▸ **Stored rows**:
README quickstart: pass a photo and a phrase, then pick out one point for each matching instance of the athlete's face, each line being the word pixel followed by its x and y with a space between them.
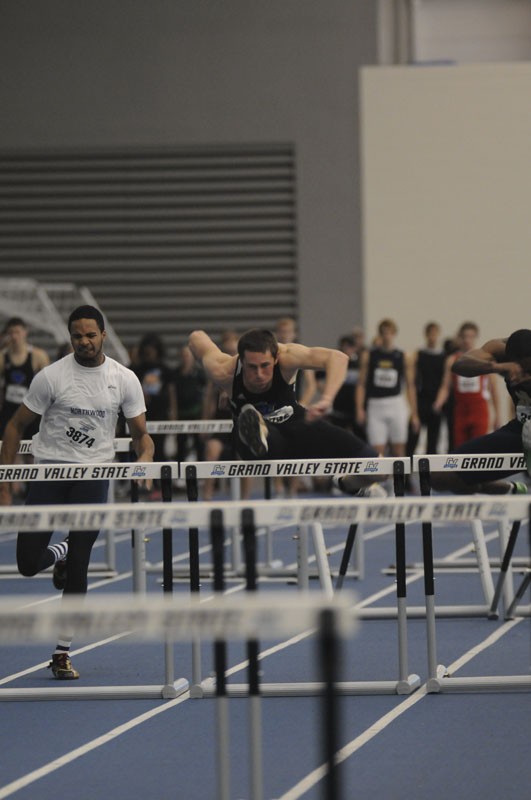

--

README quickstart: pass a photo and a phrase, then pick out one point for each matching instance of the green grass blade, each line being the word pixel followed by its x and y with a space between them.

...

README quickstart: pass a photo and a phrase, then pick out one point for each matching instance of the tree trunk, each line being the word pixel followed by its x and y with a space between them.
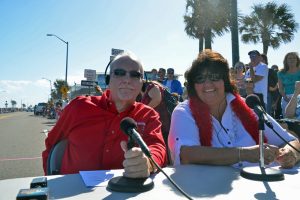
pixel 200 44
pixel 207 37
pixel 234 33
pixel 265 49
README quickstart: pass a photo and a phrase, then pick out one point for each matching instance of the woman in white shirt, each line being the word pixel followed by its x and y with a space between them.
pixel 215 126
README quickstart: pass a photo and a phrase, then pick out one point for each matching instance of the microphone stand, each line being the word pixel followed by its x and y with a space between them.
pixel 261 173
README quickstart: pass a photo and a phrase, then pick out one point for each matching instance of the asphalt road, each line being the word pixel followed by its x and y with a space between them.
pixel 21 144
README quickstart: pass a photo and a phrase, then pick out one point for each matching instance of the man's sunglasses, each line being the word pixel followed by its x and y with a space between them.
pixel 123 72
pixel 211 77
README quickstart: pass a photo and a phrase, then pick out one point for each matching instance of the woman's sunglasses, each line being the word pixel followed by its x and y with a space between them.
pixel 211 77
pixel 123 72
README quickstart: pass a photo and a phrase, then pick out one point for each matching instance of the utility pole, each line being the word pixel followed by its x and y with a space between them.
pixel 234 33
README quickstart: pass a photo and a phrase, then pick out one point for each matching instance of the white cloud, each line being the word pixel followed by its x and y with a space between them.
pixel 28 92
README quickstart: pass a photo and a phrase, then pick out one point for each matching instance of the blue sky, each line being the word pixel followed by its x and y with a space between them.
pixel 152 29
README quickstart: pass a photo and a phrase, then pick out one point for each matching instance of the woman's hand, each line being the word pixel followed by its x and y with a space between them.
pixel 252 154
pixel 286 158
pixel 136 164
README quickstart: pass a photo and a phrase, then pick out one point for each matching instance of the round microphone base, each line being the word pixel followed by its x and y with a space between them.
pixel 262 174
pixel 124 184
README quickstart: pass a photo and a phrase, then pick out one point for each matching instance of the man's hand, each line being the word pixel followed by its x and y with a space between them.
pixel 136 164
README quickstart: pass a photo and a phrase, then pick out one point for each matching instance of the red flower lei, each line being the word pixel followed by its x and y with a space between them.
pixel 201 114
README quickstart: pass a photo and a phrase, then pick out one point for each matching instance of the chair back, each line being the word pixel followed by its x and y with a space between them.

▸ **Direction**: Please recast the listing from the line that contains "of the tree" through the line that contains "pixel 152 29", both included, as a numbered list without blank lines. Leave the pictures out.

▸ **Output**:
1. README quickstart: pass a photo and a phrase, then pick out one point for each matching instance of the tree trunk, each line being the word pixel followed by its x and y with a space between them.
2. pixel 200 44
3. pixel 207 37
4. pixel 234 33
5. pixel 265 49
6. README quickstart: pass a photo and a phrase, then pick out one point for each matching instance of the woman in white shirt, each line being the word pixel followed by its x and y with a space between them.
7. pixel 215 126
8. README quickstart: pass a photo and a phrase, then pick out one point for each matching instance of the microphone stand, each line being the word pixel followed by its x and y with a space between them.
9. pixel 261 173
10. README quickstart: pass a photo and a phrase, then pick out one point for each matching instance of the asphalt road, each line being the word pixel followed by its x and y with a space between them.
11. pixel 21 144
12. README quickstart: pass a photo and a phrase, then pick out one point for each matching instance of the man's sunglasses, each line being the word pixel followed by its x and y with a space between them.
13. pixel 123 72
14. pixel 211 77
15. README quickstart: pass a photo and a phrase, then pick out one point for each matching instance of the woman's sunglasses, each line being the word pixel followed by its x and y with a space between them.
16. pixel 211 77
17. pixel 123 72
18. README quickstart: pass a photo and a phrase, then pick out one point for each matching instance of the utility pole, each line being the word pixel followed by its x and y with a space between them.
19. pixel 234 33
20. README quickstart: pass a photo and a phrase, then pick out one point for each matching instance of the white cloud, each line being the word pixel followed by its x and y with a space between them.
21. pixel 28 92
22. README quickstart: pass a photo and a phrase, then pick out one point for each matching instance of the blue sky, each line being the word pixel followed by its x and y with a space between them.
23. pixel 152 29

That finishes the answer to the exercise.